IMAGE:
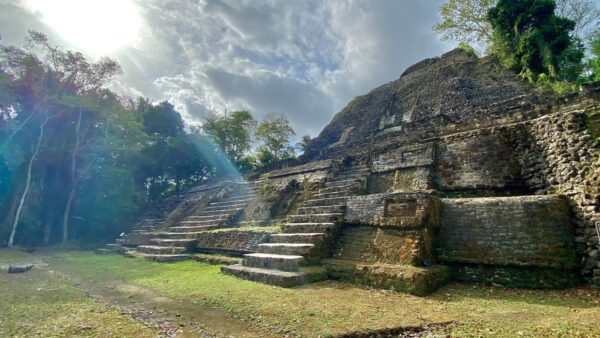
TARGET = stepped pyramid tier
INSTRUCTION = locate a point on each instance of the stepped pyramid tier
(187, 229)
(307, 236)
(459, 170)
---------------
REQUIRED WORK
Copy the listing above word for word, but leave out the picture.

SOLUTION TO THIS PROBLEM
IMAGE:
TARGET = stepped pyramid tier
INSTRUCTION = locate a point on each instance of the stepped pyramid tier
(187, 229)
(307, 236)
(459, 170)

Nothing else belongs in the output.